» **Texto fornecido**
------------------------------------------------
Nas reuniões predominam as trocas de experiências, das quais decorrem análises rasas marcadas pelo subjetivismo de quem busca superar um ex-namorado mediante sua demonização frente ao coletivo. Por horas o grupo discute o quão absurdo é que Pedro tenha traído Luiza, ou que João tenha forçado uma punheta no banheiro do rolê, enquanto meninas choram cinematograficamente em compaixão por suas amigas violadas. Ao final da reunião, conclui-se que homens são escrotos, que toques são necessariamente abusivos e que é melhor ficar longe dos homens – mesmo se rolar aquele tesão.
Não há nenhum tipo de análise sobre o que é a opressão, qual sua origem, como ela se manifesta e quais as possibilidades de superá-la. Há, simplesmente, a tentativa de demonização do homem, cujas ações são vistas invariavelmente como violações; e as meninas parecem não perceber o quão danosa a elas mesmas é essa postura.
O sexo entre homens e mulheres assumiu formato monstruoso. Qualquer olhar, qualquer toque, qualquer movimento é agressão. Elas já não se permitem desfrutar da sensualidade que permeia as relações e, inegavelmente, compõe a vida social. Não se deixam ser olhadas ou tocadas sem que sejam lançadas acusações de assédio, mesmo quando os olhares e toques lhes agradam – pois uma feminista de verdade não se deixa ser desejada dessa maneira. Assim, a liberdade sexual que supostamente pregam é sepultada, e o tesão é transfigurado em monstro a ser ferozmente combatido. Talvez possa dizer que as feministas do coletivo já não sabem distinguir tesão e machismo. Deve ser uma enorme infelicidade.
No entanto, as consequências da personalização da opressão não se restringem à vida sexual. Tomadas por um histérico romantismo, elas se agarram a uma concepção de opressão marcada por uma “vontade de oprimir”, tida como patologia individual, ligada ao mau caráter deste ou daquele cara, e desconectada de quaisquer redes de opressão engendradas pela organização social do capital. Disso decorre que a “luta” feminista venha utilizando crescentemente métodos como o escracho – quando um homem é submetido ao esculacho das feministas que buscam expurgar dos “machos” o mal da opressão, mediante a humilhação e a exclusão da vida social. Essa prática tem como pressuposto que a origem da opressão é o homem – aqui reside o equívoco central.
------------------------------------------------
» **Requisitos**
1) Responda com base no texto:
(a) Que tipo de análise, segundo o texto, não existe nas reuniões?
(b) Que formato, segundo o texto, o sexo entre homens e mulheres assumiu?
(c) Que método a "luta" feminista vem utilizando crescentemente, segundo o texto?
2) Diga se cada afirmação concorda com o texto e cite as palavras dele que decidem a resposta:
(a) As consequências da personalização da opressão se limitam à vida sexual.
(b) Nas reuniões predominam as trocas de experiências.
(c) As meninas percebem o quão danosa a elas mesmas é essa postura.
As linhas que vêm depois do texto são um material separado dele.

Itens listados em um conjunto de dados
------------------------------------------------
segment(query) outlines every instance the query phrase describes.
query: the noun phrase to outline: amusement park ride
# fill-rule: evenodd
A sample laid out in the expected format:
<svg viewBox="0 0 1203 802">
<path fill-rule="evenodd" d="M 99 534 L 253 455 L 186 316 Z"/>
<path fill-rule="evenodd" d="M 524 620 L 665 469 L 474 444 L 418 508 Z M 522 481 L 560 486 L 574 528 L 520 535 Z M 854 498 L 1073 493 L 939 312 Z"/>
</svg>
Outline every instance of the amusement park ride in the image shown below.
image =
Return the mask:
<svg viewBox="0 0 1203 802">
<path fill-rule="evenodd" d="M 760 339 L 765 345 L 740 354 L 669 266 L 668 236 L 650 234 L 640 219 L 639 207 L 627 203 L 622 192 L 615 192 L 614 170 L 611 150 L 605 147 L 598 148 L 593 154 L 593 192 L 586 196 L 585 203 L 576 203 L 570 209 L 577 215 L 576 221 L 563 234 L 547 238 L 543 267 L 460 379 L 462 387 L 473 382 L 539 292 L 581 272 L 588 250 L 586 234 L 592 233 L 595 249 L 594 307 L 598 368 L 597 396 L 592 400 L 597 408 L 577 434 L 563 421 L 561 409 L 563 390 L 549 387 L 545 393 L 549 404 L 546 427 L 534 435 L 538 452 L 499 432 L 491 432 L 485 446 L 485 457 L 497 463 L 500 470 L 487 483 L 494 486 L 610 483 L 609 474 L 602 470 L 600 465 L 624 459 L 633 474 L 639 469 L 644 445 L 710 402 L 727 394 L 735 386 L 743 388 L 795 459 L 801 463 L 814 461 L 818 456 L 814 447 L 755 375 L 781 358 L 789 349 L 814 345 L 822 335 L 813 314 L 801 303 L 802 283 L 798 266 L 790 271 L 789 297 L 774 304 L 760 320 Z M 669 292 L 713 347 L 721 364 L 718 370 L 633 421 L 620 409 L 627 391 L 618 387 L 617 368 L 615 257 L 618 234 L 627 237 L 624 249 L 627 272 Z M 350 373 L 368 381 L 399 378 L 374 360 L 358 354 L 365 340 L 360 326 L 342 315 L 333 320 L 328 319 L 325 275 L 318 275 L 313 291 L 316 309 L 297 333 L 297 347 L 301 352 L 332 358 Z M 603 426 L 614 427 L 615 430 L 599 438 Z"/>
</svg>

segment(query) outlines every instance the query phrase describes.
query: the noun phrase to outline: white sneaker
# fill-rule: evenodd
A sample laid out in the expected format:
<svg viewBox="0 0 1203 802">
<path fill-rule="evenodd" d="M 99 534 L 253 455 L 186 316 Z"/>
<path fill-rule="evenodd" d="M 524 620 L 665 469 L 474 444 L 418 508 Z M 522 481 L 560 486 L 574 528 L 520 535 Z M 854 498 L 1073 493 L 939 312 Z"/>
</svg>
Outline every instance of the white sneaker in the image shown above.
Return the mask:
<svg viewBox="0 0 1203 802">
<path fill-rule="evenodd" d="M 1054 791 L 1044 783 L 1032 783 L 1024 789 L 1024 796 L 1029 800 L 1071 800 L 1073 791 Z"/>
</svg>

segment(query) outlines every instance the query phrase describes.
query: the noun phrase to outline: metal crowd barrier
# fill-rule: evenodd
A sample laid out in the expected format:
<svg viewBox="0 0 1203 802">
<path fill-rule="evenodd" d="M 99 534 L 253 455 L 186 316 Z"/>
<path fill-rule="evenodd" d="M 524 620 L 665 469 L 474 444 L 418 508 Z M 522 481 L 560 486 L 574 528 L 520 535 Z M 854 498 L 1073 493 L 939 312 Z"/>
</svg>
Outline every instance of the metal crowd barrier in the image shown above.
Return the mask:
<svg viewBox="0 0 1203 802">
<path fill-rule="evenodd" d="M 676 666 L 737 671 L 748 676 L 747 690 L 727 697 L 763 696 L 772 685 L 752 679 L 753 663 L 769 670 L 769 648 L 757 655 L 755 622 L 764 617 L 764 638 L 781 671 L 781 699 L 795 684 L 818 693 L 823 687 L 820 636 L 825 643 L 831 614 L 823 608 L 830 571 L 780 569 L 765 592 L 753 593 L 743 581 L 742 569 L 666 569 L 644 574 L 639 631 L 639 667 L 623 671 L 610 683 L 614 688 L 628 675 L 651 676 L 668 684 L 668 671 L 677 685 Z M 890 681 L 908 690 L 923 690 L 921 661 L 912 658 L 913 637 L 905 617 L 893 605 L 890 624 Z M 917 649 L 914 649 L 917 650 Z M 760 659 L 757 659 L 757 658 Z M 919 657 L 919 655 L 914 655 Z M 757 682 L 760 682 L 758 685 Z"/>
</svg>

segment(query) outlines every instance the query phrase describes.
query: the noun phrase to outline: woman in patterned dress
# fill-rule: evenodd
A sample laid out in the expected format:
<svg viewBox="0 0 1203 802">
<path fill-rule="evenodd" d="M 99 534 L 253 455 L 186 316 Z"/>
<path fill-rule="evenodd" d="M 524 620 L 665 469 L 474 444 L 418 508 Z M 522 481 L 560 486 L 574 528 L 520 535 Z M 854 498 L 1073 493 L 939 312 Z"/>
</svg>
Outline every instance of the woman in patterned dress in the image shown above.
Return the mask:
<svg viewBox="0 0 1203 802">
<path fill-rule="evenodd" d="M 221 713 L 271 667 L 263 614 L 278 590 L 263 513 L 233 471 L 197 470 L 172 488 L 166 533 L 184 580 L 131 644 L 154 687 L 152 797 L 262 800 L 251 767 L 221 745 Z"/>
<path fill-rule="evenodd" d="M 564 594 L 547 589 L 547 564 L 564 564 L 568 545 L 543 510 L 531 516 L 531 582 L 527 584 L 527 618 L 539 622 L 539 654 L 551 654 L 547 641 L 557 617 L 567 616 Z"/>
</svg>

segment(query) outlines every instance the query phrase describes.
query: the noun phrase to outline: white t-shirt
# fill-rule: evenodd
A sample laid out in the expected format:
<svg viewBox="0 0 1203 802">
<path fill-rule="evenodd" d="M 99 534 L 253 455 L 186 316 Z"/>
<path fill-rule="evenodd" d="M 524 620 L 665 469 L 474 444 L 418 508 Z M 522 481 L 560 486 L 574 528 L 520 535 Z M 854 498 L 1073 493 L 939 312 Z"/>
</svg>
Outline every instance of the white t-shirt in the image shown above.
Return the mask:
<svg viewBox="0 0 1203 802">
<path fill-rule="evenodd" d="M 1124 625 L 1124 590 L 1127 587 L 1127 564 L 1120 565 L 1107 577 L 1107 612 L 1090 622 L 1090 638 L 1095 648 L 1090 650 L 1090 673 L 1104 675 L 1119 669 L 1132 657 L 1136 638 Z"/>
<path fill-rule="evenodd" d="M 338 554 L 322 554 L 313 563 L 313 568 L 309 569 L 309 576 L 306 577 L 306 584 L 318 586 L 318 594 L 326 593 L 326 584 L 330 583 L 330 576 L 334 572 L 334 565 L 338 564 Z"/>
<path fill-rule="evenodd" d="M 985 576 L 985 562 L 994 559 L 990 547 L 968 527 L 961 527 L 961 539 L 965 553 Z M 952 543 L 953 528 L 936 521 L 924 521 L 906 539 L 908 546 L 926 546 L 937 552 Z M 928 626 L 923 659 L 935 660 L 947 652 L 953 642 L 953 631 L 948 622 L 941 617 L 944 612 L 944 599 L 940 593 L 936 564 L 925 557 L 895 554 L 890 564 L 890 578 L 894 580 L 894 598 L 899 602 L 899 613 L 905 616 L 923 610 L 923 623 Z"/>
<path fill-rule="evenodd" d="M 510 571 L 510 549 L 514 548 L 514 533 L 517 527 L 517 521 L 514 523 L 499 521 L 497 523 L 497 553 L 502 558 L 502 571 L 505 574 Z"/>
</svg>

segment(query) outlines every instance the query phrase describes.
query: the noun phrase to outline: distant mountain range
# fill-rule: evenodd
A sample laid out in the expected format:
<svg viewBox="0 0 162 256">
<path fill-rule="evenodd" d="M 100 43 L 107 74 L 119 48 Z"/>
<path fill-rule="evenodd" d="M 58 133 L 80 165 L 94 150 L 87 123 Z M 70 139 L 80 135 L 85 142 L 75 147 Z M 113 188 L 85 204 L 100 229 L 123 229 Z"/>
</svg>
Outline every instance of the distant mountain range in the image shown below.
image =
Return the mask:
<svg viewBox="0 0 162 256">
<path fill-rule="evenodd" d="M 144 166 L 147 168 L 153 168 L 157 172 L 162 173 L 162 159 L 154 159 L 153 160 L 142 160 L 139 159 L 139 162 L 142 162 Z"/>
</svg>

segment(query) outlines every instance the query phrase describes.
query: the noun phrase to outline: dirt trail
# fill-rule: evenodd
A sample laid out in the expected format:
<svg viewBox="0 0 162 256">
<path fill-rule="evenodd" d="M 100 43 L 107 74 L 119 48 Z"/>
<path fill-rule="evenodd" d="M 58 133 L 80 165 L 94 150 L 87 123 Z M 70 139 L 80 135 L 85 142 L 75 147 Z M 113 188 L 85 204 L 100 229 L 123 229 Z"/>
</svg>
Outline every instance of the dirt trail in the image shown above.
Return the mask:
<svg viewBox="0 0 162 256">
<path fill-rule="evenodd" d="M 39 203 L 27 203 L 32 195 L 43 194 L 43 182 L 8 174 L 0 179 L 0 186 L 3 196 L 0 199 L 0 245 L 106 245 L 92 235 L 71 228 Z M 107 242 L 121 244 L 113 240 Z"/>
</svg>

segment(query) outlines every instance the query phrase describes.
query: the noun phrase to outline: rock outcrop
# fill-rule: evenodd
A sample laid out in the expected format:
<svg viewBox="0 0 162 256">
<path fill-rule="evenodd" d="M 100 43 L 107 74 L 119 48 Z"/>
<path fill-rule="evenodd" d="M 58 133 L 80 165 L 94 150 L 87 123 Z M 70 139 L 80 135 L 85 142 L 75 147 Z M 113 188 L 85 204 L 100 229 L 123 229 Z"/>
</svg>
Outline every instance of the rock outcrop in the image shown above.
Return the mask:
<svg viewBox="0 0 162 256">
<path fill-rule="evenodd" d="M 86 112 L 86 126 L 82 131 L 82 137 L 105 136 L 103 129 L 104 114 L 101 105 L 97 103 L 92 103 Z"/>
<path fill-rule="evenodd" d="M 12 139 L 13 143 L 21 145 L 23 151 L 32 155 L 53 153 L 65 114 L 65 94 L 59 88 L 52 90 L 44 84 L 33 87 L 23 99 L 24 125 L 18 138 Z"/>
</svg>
------------------------------------------------
» **Resultados por tarefa**
1)
(a) Uma análise sobre o que é a opressão, qual sua origem, como ela se manifesta e quais as possibilidades de superá-la.
(b) Formato monstruoso.
(c) O escracho.

2)
(a) Não: "as consequências da personalização da opressão não se restringem à vida sexual".
(b) Sim: "Nas reuniões predominam as trocas de experiências".
(c) Não: "as meninas parecem não perceber o quão danosa a elas mesmas é essa postura".